=== What needs to be done ===
Render the material again word for word, skipping the pictures in it.

Photo-based point labeling data
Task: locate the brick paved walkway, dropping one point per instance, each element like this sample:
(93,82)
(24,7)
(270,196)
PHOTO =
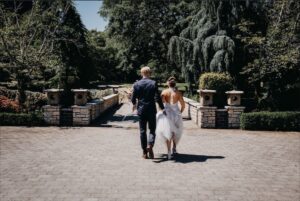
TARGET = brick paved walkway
(104,163)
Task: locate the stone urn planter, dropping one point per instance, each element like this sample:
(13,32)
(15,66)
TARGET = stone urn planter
(53,96)
(234,97)
(206,97)
(80,96)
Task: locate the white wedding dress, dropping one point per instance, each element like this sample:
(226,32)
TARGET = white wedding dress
(167,126)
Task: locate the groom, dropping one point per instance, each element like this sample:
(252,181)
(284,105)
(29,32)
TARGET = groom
(146,92)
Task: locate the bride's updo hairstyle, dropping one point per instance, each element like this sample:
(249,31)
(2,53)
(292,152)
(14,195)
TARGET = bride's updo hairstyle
(172,82)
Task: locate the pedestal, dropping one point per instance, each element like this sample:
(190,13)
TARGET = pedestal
(234,113)
(81,115)
(51,114)
(207,117)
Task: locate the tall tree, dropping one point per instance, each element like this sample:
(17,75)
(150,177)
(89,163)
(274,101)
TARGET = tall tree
(142,29)
(275,72)
(208,43)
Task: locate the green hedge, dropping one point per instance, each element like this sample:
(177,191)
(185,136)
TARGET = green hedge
(221,82)
(21,119)
(284,121)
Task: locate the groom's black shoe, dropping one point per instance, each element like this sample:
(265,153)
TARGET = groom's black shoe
(145,155)
(150,151)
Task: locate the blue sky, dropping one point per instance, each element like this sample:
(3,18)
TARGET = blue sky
(89,16)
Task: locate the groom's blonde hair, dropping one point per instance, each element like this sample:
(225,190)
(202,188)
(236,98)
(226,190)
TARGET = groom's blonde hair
(146,71)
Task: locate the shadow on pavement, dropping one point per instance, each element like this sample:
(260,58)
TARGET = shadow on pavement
(186,158)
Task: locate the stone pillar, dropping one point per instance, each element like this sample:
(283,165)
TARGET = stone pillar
(51,114)
(207,117)
(221,118)
(80,96)
(206,97)
(234,109)
(81,115)
(234,113)
(53,96)
(93,107)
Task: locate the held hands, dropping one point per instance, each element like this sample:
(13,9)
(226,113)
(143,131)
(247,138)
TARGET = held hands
(133,108)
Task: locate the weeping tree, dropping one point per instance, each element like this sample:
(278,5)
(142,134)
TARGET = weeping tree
(207,44)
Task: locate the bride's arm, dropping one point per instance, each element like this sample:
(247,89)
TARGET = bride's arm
(181,101)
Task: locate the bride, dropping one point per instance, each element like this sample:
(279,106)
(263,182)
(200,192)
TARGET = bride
(169,123)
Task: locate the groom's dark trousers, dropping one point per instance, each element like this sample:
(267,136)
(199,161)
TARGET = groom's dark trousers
(145,91)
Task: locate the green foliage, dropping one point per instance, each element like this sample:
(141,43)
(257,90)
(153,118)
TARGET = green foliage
(217,81)
(285,121)
(21,119)
(274,72)
(141,30)
(8,105)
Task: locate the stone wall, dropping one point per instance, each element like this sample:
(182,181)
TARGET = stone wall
(109,101)
(82,115)
(51,114)
(211,117)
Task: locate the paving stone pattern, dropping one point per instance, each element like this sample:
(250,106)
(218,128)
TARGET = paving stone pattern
(104,163)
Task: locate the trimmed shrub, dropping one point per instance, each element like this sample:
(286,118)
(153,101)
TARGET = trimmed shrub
(284,121)
(217,81)
(21,119)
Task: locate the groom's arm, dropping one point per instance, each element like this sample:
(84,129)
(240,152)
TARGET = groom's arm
(157,97)
(134,96)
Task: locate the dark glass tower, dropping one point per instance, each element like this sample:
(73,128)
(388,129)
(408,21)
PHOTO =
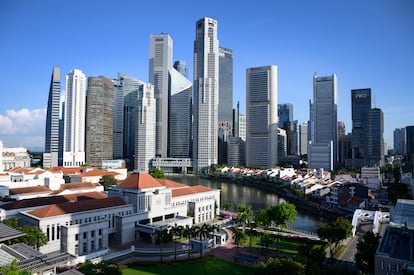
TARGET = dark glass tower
(50,156)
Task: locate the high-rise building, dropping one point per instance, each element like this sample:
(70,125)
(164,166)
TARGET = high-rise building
(145,142)
(181,67)
(74,122)
(303,139)
(375,138)
(409,132)
(118,120)
(206,78)
(399,141)
(261,109)
(361,106)
(324,123)
(160,63)
(130,87)
(99,120)
(51,154)
(179,145)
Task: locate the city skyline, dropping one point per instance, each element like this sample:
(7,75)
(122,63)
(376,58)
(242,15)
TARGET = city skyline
(374,51)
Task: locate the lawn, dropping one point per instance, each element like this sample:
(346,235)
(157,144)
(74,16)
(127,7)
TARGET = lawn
(206,265)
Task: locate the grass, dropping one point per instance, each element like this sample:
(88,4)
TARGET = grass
(206,265)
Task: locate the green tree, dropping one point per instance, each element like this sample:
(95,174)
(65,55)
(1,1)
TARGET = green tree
(335,232)
(281,266)
(366,249)
(107,181)
(157,173)
(103,267)
(282,214)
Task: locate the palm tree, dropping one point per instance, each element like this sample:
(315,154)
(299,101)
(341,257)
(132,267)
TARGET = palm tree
(189,232)
(177,231)
(160,233)
(203,232)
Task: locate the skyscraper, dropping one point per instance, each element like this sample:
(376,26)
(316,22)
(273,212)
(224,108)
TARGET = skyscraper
(261,108)
(181,67)
(160,62)
(179,116)
(51,154)
(324,123)
(99,120)
(145,145)
(399,141)
(130,87)
(206,78)
(74,122)
(361,106)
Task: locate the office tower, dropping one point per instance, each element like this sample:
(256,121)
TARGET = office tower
(179,116)
(160,62)
(324,138)
(242,127)
(409,132)
(130,87)
(361,106)
(74,124)
(206,77)
(261,108)
(181,67)
(375,138)
(146,128)
(99,120)
(341,128)
(118,120)
(303,139)
(399,141)
(285,113)
(51,154)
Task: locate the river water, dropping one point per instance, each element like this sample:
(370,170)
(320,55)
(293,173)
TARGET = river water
(257,198)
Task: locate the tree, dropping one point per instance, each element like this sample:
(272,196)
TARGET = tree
(335,232)
(177,231)
(366,249)
(282,214)
(157,173)
(103,267)
(34,236)
(281,266)
(107,181)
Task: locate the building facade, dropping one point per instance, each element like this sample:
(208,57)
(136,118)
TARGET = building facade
(99,120)
(160,63)
(74,121)
(50,156)
(323,120)
(261,112)
(206,84)
(145,142)
(179,145)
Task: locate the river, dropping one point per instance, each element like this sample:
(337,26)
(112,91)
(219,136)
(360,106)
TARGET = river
(257,198)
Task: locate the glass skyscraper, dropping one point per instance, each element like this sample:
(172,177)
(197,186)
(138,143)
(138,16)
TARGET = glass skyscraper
(261,108)
(99,120)
(206,78)
(160,62)
(51,154)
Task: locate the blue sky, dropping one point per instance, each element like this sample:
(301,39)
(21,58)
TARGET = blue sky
(368,44)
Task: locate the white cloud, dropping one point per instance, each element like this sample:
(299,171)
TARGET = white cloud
(23,128)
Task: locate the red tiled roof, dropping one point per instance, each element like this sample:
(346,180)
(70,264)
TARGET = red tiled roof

=== Solution for this task ===
Task: locate the brick paved walkway, dropping one point per instance, each element like this sample:
(93,82)
(24,7)
(270,196)
PHOTO =
TARGET = brick paved walkway
(104,163)
Task: locate the stone urn planter, dropping one point per instance, each element like this sample:
(13,32)
(15,66)
TARGET = stone urn planter
(53,96)
(234,97)
(206,97)
(80,96)
Task: locate the white wedding dress, dropping one point per instance, each element like this sample:
(226,32)
TARGET = white wedding dress
(167,126)
Task: locate the groom, dropping one point per instance, each element like this sample:
(252,181)
(284,105)
(29,32)
TARGET = groom
(146,92)
Task: locate the bride's updo hairstyle, dropping one point per instance, each element like this sample:
(249,31)
(2,53)
(292,152)
(14,195)
TARGET = bride's updo hairstyle
(172,82)
Task: locate the pedestal, dropping one point per instance, each element like this sample:
(190,13)
TARGET = pedestal
(234,113)
(81,115)
(51,114)
(207,117)
Task: locate the tall tree, dropping one point per instance, each element like this sample:
(17,75)
(150,177)
(89,163)
(274,101)
TARGET = tall tree
(142,29)
(275,72)
(208,43)
Task: locate the green hedge, dropping one point per instance, each element like this sample:
(177,191)
(185,136)
TARGET = green hedge
(221,82)
(21,119)
(284,121)
Task: locate the groom's black shoe, dropping one point per instance, each element like this sample:
(265,153)
TARGET = groom's black shoe
(145,155)
(150,151)
Task: locate the blue sky, dropping one point per instance, each element like this sample:
(3,18)
TARGET = blue sky
(89,16)
Task: locate the groom's blonde hair, dropping one point per instance, each element like this sample:
(225,190)
(202,188)
(236,98)
(226,190)
TARGET = groom's blonde hair
(146,71)
Task: locate the shadow on pavement, dropping one point per instance, each element like this sample:
(260,58)
TARGET = shadow on pavement
(186,158)
Task: locate the stone pillar, dropping one point per instance, each element like this sample:
(283,165)
TARGET = stone pillar
(51,114)
(207,117)
(221,118)
(80,96)
(206,97)
(234,109)
(81,115)
(234,113)
(53,96)
(93,107)
Task: locate the held hands, dropping one point per instance, each element like this sample:
(13,9)
(226,113)
(143,131)
(247,138)
TARGET = held hands
(133,108)
Task: locate the weeping tree, dropping one point per instance, each element like this sample:
(278,5)
(142,134)
TARGET = weeping tree
(207,44)
Task: locate the bride's arm, dropping one point per instance, each element like this sample:
(247,89)
TARGET = bride's arm
(181,101)
Task: locate the bride, dropping one point per instance, each element like this sample:
(279,106)
(263,182)
(200,192)
TARGET = bride
(169,123)
Task: locate the groom's dark trousers, dropping one point per instance, each element like this sample:
(267,136)
(199,161)
TARGET = groom's dark trousers
(145,91)
Task: locate the green foliage, dropping one point per instance, each element like this sample:
(141,43)
(257,90)
(153,118)
TARGET = green foliage
(217,81)
(285,121)
(21,119)
(274,72)
(141,30)
(8,105)
Task: locate the stone wall, dropping one point per instance, each element like this sample:
(182,181)
TARGET = stone wall
(109,101)
(82,115)
(51,114)
(211,117)
Task: locate the paving stone pattern, dropping one point per instance, each element like this sample:
(250,106)
(218,128)
TARGET = paving stone pattern
(104,163)
Task: locate the trimmed shrub, dropping one point per instance, each element like this sample:
(286,118)
(153,101)
TARGET = trimmed shrub
(284,121)
(217,81)
(21,119)
Task: locate the groom's arm, dropping one point per instance, each element like this sample:
(84,129)
(240,152)
TARGET = groom's arm
(157,97)
(134,96)
Task: locate the dark glass tower, dropping one point per instance, each element like this sample:
(73,128)
(388,129)
(408,21)
PHOTO =
TARGET = dark glass tower
(50,156)
Task: locate the high-rise building, dropping one point per instance, each element like this sample:
(70,125)
(164,166)
TARGET = high-rise building
(145,142)
(181,67)
(74,122)
(303,139)
(375,138)
(409,132)
(118,120)
(206,78)
(399,141)
(261,109)
(361,106)
(324,123)
(160,63)
(130,87)
(99,120)
(51,154)
(179,145)
Task: locate the city skyline, dropping one point per instance, each element like this sample:
(7,75)
(122,63)
(376,58)
(242,15)
TARGET = city skyline
(374,51)
Task: locate the lawn, dropping one point per instance, each element like this sample:
(346,235)
(157,144)
(74,16)
(127,7)
TARGET = lawn
(206,265)
Task: locate the grass, dropping one point per instance, each element like this sample:
(88,4)
TARGET = grass
(206,265)
Task: locate the green tree, dropping one point per instance, each element like this sample:
(95,174)
(65,55)
(1,1)
TARGET = green tree
(335,232)
(281,266)
(366,249)
(107,181)
(157,173)
(103,267)
(282,214)
Task: locate the palm tree, dropping one point per instance, each element like this sample:
(315,154)
(299,101)
(341,257)
(132,267)
TARGET = palm tree
(189,232)
(177,231)
(160,233)
(203,232)
Task: locate the skyscraper, dropping one point per instance, each element like this sample:
(376,26)
(316,22)
(273,212)
(224,108)
TARGET = skyscraper
(261,108)
(181,67)
(160,62)
(179,116)
(51,154)
(324,123)
(99,120)
(145,145)
(399,141)
(130,87)
(206,78)
(74,122)
(361,106)
Task: locate the office tower, dropping one point per instance, each element like this sample:
(256,121)
TARGET = office tower
(179,116)
(160,62)
(324,138)
(242,127)
(409,132)
(130,87)
(361,106)
(74,124)
(206,77)
(261,108)
(181,67)
(375,138)
(146,128)
(99,120)
(341,128)
(118,120)
(303,139)
(399,141)
(285,113)
(51,154)
Task: locate the river water, dropping one point per instance, each element like this sample:
(370,170)
(320,55)
(293,173)
TARGET = river water
(257,198)
Task: locate the tree, dropping one point per instance, each element like this sample:
(272,196)
TARGET = tree
(335,232)
(177,231)
(366,249)
(282,214)
(157,173)
(103,267)
(34,236)
(281,266)
(107,181)
Task: locate the building facade, dropping one point per instance, each element like this sample:
(208,57)
(136,118)
TARGET = building facade
(99,120)
(160,63)
(74,121)
(50,156)
(323,120)
(261,112)
(206,84)
(145,142)
(179,145)
Task: locate the river, dropping one point per instance, each element like this sample:
(337,26)
(112,91)
(219,136)
(360,106)
TARGET = river
(257,198)
Task: locate the glass skyscraper, dropping one point per instance, each element like this sample:
(172,177)
(197,186)
(138,143)
(138,16)
TARGET = glass skyscraper
(261,108)
(99,120)
(206,78)
(160,62)
(51,154)
Task: locate the blue sky, dropping one point per instance, each element like this sample:
(301,39)
(21,58)
TARGET = blue sky
(368,44)
Task: locate the white cloud, dropping one point per instance, each element like this sample:
(299,171)
TARGET = white cloud
(23,128)
Task: locate the red tiled roof, dropping one point per instance, each element like this sample:
(346,180)
(70,264)
TARGET = red tiled roof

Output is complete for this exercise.